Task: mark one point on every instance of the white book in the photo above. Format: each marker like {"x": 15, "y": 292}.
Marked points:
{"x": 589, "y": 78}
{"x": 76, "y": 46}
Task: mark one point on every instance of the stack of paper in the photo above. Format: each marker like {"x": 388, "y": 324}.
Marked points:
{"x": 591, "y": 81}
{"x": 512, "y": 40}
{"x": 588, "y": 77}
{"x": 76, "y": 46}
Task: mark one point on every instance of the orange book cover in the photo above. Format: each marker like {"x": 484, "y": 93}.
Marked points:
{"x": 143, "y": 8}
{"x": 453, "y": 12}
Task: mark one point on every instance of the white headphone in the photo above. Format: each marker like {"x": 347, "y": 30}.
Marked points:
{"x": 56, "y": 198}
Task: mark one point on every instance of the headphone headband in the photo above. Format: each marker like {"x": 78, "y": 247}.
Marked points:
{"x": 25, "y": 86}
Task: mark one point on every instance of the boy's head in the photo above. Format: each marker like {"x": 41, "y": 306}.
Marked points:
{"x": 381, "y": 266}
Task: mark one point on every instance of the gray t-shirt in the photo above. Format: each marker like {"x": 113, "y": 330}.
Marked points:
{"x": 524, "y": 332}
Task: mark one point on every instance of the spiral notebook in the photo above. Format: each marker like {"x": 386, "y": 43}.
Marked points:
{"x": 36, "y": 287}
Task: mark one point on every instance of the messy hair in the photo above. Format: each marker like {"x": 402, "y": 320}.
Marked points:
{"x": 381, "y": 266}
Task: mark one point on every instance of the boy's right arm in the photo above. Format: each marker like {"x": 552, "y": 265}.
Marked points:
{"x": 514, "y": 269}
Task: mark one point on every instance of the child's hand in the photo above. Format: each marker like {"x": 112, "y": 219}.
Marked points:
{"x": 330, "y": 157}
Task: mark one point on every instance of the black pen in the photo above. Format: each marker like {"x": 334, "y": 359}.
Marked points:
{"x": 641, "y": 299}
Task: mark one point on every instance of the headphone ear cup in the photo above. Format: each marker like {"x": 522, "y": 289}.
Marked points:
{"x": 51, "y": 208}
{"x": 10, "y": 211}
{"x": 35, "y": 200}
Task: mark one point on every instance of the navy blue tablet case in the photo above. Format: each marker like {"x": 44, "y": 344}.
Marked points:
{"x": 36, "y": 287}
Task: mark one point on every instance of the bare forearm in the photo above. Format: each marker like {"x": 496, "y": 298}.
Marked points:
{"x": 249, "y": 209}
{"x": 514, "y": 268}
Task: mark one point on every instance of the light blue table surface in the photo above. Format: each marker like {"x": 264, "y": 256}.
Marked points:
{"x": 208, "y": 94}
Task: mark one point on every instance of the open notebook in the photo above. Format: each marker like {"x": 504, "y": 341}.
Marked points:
======
Copy out all of the lines above verbatim, from the first through the last.

Task: mark one point on every instance of the white book in the photo above. Format: each marker like {"x": 15, "y": 292}.
Marked points:
{"x": 589, "y": 78}
{"x": 76, "y": 46}
Task: mark one point on every instance of the stack of paper in the photo above. Format: each marker like {"x": 388, "y": 324}.
Marked points:
{"x": 591, "y": 81}
{"x": 512, "y": 40}
{"x": 588, "y": 77}
{"x": 76, "y": 46}
Task: mark one point on every instance of the orange book cover in the photo above. Format: each marker like {"x": 484, "y": 93}.
Marked points:
{"x": 143, "y": 8}
{"x": 453, "y": 12}
Task: mark one point on every instance of the white headphone in the photo above. Format: each marker like {"x": 347, "y": 30}.
Marked points:
{"x": 56, "y": 198}
Task: mark one point on every instance of the headphone headband in the photo above. Format: each marker like {"x": 78, "y": 247}.
Marked points:
{"x": 25, "y": 86}
Task: mark one point on every instance of the boy's head in the photo above. Format: each marker like {"x": 41, "y": 306}.
Marked points:
{"x": 381, "y": 266}
Task: mark one point on every instance of the gray t-shirt in the photo above. Format: each marker like {"x": 113, "y": 330}.
Marked points:
{"x": 524, "y": 332}
Task: mark one point on every instance of the spiral notebook in the photo above. Format: each marker like {"x": 386, "y": 43}.
Marked points:
{"x": 36, "y": 287}
Task: mark one point on every instance of the messy hair in the photo above. Format: each marker like {"x": 402, "y": 320}.
Marked points:
{"x": 381, "y": 266}
Task: mark one point on every instance of the boy's right arm in the photo above. Format: each marker like {"x": 552, "y": 265}.
Marked points:
{"x": 514, "y": 269}
Task: mark one point on every instance of the child's hand in the photo above. Format: each marker like {"x": 112, "y": 219}.
Marked points:
{"x": 330, "y": 157}
Task: mark one point on every instance of the black pen in the photo above. Format: each marker like {"x": 334, "y": 359}.
Marked points:
{"x": 641, "y": 299}
Task: mark one point on every instance of the headphone ear cup in the photo above. Format: each marker like {"x": 522, "y": 289}.
Marked points:
{"x": 51, "y": 208}
{"x": 10, "y": 211}
{"x": 35, "y": 200}
Task: mark one point on every instance of the navy blue tablet case in the photo above. Format: each marker like {"x": 44, "y": 344}.
Marked points:
{"x": 36, "y": 287}
Task: mark one point on every instance of the bare forearm in the photo above. Format: each marker like {"x": 496, "y": 298}.
Marked points:
{"x": 249, "y": 209}
{"x": 514, "y": 268}
Task: mark one point on every instance of the light blue table surface in the photo above. Format: each marker like {"x": 264, "y": 256}.
Marked points:
{"x": 208, "y": 94}
Task: mark one point on every instance of the open notebook in the photo above. Format: each marker like {"x": 504, "y": 341}.
Marked points:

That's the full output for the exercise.